DOCUMENT EXTRACT:
══════════
As I noted in yesterday’s post, Bryan Caplan has written the lead essay for this month’s Cato Unbound on The Politics of Family Size. Caplan argues that as there are strong benefits to increasing population, libertarians should support “libertarian policies” to increase population, educate and persuade people to have more children and while they are at it, have more children themselves.
Caplan suggests that people underestimate both the social and private benefits of having children. In the case of the private benefits, Caplan uses twin research (among other things) to build the case that as a parent’s contribution to the child is largely in the form of their genes, children require less work than people think. This is a major focus of his new book Selfish Reasons to Have New Kids, which I am currently reading. I find these arguments convincing, and I will address them in more detail when I review Caplan’s book next week (the review can be found here).
The social benefits referenced by Caplan rest in part on the work by Julian Simon. A larger population has benefits as more people leads to more ideas. Caplan writes:
Economists’ central discovery about economic growth is that new ideas are more important than labor or capital. The main reason we’re richer than we used to be is that we know more than we used to know. We know how one man can grow food for hundreds. We know how to build flying machines. We know how to build iPhones. Best of all: Once one person discovers a new idea, billions can cheaply adopt it.
══════════
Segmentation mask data
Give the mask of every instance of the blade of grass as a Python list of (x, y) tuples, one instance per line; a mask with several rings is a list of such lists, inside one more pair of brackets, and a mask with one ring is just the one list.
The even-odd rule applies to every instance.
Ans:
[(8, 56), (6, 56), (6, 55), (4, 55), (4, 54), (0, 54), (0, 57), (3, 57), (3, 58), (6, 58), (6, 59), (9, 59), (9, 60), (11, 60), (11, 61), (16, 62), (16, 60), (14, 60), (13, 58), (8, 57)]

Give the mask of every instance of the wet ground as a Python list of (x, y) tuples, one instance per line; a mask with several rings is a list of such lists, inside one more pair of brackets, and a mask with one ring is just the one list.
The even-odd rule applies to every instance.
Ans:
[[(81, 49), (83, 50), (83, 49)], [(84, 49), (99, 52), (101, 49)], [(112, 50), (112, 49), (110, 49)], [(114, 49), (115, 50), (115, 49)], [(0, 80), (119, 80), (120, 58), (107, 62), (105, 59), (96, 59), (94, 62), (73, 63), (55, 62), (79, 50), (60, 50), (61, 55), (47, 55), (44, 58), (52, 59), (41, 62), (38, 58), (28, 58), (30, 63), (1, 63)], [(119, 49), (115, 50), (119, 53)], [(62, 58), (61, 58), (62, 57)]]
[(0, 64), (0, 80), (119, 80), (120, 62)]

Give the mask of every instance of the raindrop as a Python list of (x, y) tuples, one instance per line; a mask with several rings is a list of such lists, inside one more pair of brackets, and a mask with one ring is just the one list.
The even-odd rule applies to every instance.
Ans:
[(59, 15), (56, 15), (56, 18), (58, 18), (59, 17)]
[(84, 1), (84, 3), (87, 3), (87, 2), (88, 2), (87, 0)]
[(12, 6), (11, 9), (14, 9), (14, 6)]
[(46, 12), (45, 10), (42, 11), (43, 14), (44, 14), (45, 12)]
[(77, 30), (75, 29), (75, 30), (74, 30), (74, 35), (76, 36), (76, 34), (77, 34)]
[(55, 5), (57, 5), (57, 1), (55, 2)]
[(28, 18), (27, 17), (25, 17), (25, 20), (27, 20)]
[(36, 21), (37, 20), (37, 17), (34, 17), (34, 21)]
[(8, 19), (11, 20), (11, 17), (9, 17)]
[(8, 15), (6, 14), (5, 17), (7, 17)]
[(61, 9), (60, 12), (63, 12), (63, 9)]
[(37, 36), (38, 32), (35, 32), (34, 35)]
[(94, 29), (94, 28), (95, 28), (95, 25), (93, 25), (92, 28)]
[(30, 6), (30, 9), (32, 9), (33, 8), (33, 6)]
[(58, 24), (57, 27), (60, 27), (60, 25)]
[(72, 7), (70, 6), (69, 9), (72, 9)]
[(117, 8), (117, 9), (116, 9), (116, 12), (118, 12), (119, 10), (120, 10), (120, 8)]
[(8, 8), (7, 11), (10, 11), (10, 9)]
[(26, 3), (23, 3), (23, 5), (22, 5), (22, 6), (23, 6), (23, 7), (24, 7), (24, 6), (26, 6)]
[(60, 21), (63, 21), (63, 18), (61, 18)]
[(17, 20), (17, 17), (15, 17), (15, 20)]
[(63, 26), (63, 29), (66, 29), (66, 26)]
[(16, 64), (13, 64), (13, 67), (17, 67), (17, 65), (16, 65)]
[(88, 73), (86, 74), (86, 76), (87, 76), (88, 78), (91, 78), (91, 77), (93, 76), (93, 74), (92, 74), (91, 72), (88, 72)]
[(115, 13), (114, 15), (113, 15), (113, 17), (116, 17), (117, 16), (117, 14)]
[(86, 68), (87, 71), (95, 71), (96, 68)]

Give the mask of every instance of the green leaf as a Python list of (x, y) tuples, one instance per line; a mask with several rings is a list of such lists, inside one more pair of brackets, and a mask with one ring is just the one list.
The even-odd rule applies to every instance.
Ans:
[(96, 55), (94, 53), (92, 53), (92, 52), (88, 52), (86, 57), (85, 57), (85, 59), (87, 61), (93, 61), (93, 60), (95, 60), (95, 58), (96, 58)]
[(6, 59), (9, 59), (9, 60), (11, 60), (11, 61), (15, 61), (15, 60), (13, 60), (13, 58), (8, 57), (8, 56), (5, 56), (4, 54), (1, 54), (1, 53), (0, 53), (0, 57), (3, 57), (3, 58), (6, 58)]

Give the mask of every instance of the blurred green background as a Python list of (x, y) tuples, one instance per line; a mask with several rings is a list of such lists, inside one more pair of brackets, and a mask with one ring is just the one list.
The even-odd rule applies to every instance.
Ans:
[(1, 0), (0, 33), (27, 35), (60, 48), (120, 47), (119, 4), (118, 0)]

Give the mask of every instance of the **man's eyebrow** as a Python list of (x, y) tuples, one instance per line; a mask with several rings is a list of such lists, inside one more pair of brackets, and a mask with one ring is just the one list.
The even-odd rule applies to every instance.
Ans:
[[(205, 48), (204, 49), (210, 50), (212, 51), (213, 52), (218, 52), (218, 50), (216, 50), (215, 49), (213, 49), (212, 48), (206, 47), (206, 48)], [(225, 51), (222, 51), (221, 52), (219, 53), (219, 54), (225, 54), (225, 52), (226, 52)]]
══════════
WORK INSTRUCTION A:
Retype the stretch of the post on Caplan's family-size essay from "The social benefits" through "cheaply adopt it.".
WORK INSTRUCTION B:
In the post on Caplan's family-size essay, which book by Caplan does the writer say they are currently reading?
These records have no connection to the post on Caplan's family-size essay.

EXERCISE ANSWER A:
The social benefits referenced by Caplan rest in part on the work by Julian Simon. A larger population has benefits as more people leads to more ideas. Caplan writes:
Economists’ central discovery about economic growth is that new ideas are more important than labor or capital. The main reason we’re richer than we used to be is that we know more than we used to know. We know how one man can grow food for hundreds. We know how to build flying machines. We know how to build iPhones. Best of all: Once one person discovers a new idea, billions can cheaply adopt it.

EXERCISE ANSWER B:
Selfish Reasons to Have New Kids